**Do this**
Tally how many lines of the records contain the string "wire", treating uppercase and lowercase as different, and reply with the number alone.

**Information given**
>> Start

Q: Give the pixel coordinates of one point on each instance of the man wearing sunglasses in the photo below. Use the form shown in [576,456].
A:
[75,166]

>> End
>> Start

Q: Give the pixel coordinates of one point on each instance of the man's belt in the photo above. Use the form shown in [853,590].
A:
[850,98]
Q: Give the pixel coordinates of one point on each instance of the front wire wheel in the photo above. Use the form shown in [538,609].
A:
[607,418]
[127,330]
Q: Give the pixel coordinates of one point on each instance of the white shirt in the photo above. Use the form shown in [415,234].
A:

>> End

**Complete output**
1